* Supplied text

Your answers
What was "the Word" of "In the beginning was the Word",
of John 1.1?
The Prologue of St John's Gospel (1.1-18) may have been
deliberately added by the Evangelist in order to explain the
significance of what he had already written in his Gospel. For this
purpose, "the Word", or, in Greek, the Logos, was the
definitive expression that points to Jesus.
In the Gospel, the words and action-signs of our Lord are to be
seen and understood as the working out in human history of the
pre-existent divine and personal Word that is the self-utterance of
God. In a phrase used by the late B. H. Streeter, in "the Word" of
John 1.1 we discover that "the meaning of the Infinite was spoken
out." In this respect, John's Prologue bears comparison with the
opening of the Letter to the Hebrews: "God has spoken to us by a
Son . . . through whom he also created the worlds . . . and
sustains all things by his powerful word" (Hebrews 1.1-3).
In the Prologue, a movement of "the Word" is traced from
eternity to time: "He was in the beginning with God" (John 1.2),
"all things came into being through him" (John 1.3), and "in him
was life and life was the light of all people" (John 1.4). He came
into the world, but was rejected by his "own", but accepted by
believers, who are enabled to become children of God (John
1.11-12). All this foreshadows the Gospel story of that same Word
who pitched his tent among us when he became flesh (John 1.14).

* Problems to solve
1. According to the passage on John's Prologue, what is the Greek term for "the Word"?
2. Revise the passage on John's Prologue, starting at "In the Prologue, a" and ending at "flesh (John 1.14).", so that "believers" becomes "the faithful".
3. Carry the passage on John's Prologue forward from its last sentence.
The collected data play no role in this work.

(Collected data entries)
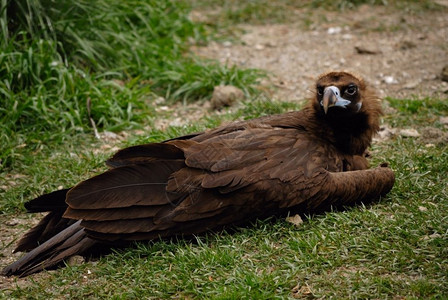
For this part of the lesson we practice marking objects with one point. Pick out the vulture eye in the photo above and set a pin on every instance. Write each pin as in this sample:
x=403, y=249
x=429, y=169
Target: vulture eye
x=351, y=90
x=320, y=90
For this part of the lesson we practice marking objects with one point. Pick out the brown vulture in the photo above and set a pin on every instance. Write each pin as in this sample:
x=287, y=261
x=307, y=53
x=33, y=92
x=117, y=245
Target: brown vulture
x=310, y=159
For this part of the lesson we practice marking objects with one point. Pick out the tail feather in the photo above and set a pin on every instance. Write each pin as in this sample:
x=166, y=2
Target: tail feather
x=70, y=241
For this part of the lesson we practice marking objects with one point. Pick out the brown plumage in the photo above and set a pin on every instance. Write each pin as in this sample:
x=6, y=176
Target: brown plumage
x=312, y=159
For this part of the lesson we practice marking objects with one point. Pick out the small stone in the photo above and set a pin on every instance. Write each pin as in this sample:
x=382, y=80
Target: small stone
x=109, y=135
x=390, y=80
x=159, y=100
x=422, y=208
x=364, y=50
x=76, y=260
x=225, y=95
x=296, y=220
x=412, y=84
x=444, y=120
x=334, y=30
x=444, y=75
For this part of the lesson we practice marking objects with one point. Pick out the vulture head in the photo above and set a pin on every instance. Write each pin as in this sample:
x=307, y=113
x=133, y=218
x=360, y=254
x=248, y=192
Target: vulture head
x=348, y=110
x=340, y=93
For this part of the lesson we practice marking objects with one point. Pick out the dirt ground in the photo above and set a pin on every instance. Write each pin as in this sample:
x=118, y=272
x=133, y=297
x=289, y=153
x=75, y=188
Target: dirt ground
x=401, y=54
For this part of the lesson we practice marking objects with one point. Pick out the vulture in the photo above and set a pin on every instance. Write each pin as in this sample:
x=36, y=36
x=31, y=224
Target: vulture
x=307, y=160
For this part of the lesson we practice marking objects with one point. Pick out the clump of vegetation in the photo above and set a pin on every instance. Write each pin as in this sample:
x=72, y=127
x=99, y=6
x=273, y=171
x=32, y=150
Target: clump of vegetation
x=55, y=55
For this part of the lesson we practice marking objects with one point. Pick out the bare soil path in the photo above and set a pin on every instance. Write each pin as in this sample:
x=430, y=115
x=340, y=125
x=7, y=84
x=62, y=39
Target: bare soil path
x=401, y=53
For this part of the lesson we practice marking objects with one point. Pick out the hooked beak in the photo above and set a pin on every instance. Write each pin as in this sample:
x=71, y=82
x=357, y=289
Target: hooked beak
x=332, y=97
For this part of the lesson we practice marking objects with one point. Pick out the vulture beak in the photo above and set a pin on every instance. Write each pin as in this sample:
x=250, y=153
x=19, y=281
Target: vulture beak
x=332, y=98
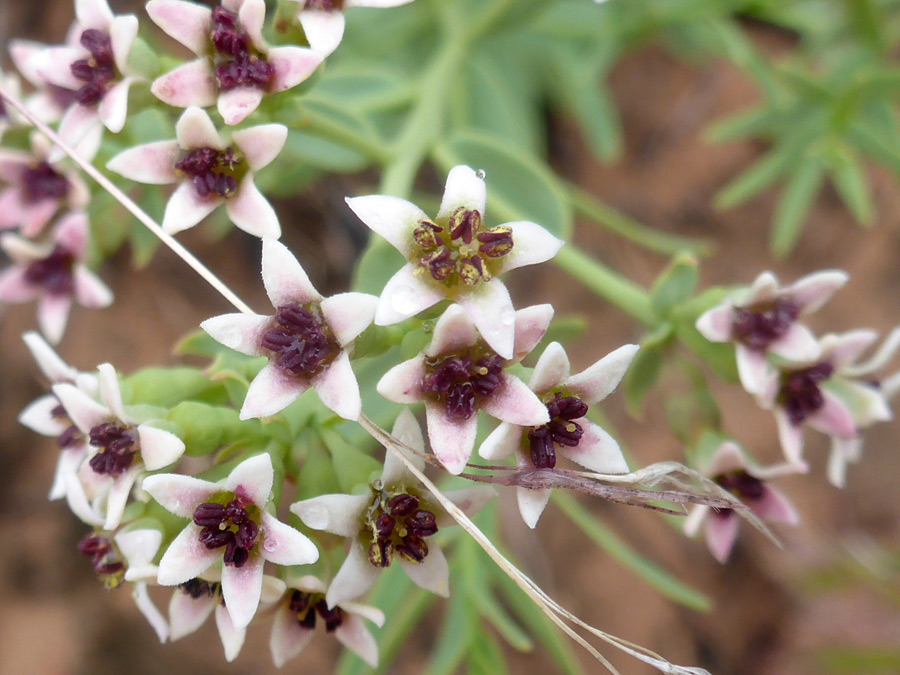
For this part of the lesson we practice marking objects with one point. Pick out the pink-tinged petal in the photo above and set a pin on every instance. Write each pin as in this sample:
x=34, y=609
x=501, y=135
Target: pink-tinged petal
x=179, y=494
x=814, y=290
x=292, y=66
x=406, y=294
x=186, y=208
x=187, y=614
x=532, y=504
x=354, y=578
x=551, y=369
x=152, y=163
x=285, y=280
x=432, y=574
x=515, y=403
x=53, y=314
x=721, y=533
x=596, y=451
x=451, y=440
x=336, y=513
x=190, y=84
x=532, y=244
x=236, y=104
x=271, y=391
x=501, y=442
x=599, y=380
x=337, y=388
x=283, y=545
x=232, y=637
x=159, y=448
x=240, y=332
x=353, y=634
x=187, y=22
x=252, y=479
x=323, y=30
x=260, y=144
x=464, y=189
x=348, y=314
x=392, y=218
x=288, y=637
x=251, y=211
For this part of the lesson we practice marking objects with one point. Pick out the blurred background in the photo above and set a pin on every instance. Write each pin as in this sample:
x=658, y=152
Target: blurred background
x=829, y=602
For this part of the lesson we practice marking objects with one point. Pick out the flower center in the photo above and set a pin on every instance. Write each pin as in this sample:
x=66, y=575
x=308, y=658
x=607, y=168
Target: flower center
x=232, y=525
x=300, y=340
x=307, y=605
x=800, y=394
x=54, y=272
x=237, y=64
x=461, y=382
x=43, y=182
x=398, y=525
x=560, y=430
x=96, y=71
x=462, y=250
x=212, y=171
x=759, y=325
x=117, y=445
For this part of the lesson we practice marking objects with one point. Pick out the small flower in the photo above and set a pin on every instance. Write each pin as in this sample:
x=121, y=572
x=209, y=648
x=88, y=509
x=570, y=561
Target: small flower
x=455, y=256
x=457, y=375
x=763, y=319
x=730, y=470
x=209, y=172
x=323, y=20
x=229, y=522
x=235, y=67
x=122, y=448
x=393, y=520
x=307, y=341
x=303, y=607
x=568, y=433
x=53, y=274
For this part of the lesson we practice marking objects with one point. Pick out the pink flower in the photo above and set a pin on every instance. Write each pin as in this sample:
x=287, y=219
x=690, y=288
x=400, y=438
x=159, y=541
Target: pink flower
x=303, y=607
x=122, y=449
x=455, y=256
x=730, y=470
x=209, y=171
x=393, y=520
x=762, y=319
x=229, y=523
x=323, y=20
x=457, y=375
x=569, y=433
x=53, y=274
x=307, y=341
x=95, y=68
x=37, y=188
x=235, y=68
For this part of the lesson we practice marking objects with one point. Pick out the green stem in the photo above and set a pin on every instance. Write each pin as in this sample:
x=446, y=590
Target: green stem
x=608, y=284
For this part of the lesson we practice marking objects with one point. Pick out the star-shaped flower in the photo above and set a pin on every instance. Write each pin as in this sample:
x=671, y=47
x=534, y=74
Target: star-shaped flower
x=729, y=468
x=307, y=341
x=763, y=319
x=235, y=68
x=323, y=20
x=229, y=523
x=122, y=448
x=209, y=171
x=303, y=607
x=454, y=256
x=458, y=374
x=569, y=433
x=53, y=274
x=392, y=520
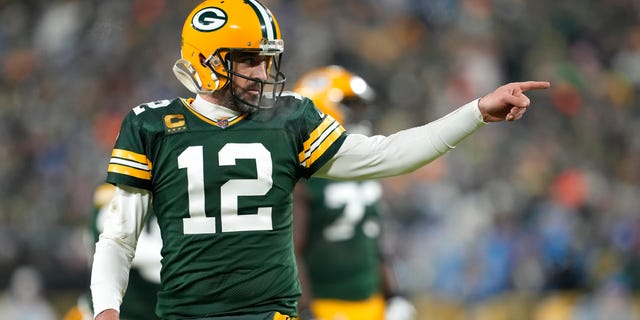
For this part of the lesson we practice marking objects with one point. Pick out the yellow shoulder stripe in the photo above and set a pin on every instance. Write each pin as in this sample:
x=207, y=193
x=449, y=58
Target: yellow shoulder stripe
x=320, y=139
x=130, y=163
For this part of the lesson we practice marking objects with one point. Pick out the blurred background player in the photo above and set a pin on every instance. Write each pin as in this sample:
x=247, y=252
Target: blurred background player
x=139, y=301
x=342, y=268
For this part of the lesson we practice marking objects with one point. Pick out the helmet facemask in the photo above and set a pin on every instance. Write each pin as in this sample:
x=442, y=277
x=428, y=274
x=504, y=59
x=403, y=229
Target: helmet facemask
x=221, y=63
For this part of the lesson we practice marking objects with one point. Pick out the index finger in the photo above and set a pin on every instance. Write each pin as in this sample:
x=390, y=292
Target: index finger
x=533, y=85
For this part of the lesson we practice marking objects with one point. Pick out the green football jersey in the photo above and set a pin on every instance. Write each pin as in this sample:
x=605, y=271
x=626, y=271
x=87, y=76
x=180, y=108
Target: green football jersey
x=342, y=253
x=222, y=194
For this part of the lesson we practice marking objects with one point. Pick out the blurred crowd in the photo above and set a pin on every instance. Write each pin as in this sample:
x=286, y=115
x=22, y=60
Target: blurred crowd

* Replies
1. The Logos.

2.
In the Prologue, a movement of "the Word" is traced from
eternity to time: "He was in the beginning with God" (John 1.2),
"all things came into being through him" (John 1.3), and "in him
was life and life was the light of all people" (John 1.4). He came
into the world, but was rejected by his "own", but accepted by
the faithful, who are enabled to become children of God (John
1.11-12). All this foreshadows the Gospel story of that same Word
who pitched his tent among us when he became flesh (John 1.14).

3.
Because Prologue and Gospel are inseparable, it is possible to
see that, however wide the intellectual background to
Word-Logos may have been, the Evangelist treats it not
primarily as philosophical speculation (beloved by Philo, Stoics,
and others), but as the hidden gospel truth about Jesus.
This is abundantly illustrated in the Gospels. When, for
example, John 1.1 affirms the pre-existence of the
"Word-Logos", this is echoed in John 17.5: "glorify me . .
. with the glory I had in your presence before the world
existed."
The life-giving and light-bearing Word of John 1.4 is
pre-eminently seen in Johannine "signs": the raising of Lazarus and
the statement "I am the resurrection and the life" (John 11.25),
and the giving of sight to the man born blind (John 9), with
sayings such as "I am the light of the world, and whoever follows
me will never walk in darkness but will have the light of life"
(John 8.12).
In a remarkable way, the Prologue comes full circle at John
1.18. The Word, with God at the beginning, is indeed the one who is
"close to the Father's heart" (or "in the Father's bosom"). The
only Son has made the Father known or "interpreted him"
(exegesato): as Jesus declares, "whoever has seen me has
seen the Father" (John 14.9).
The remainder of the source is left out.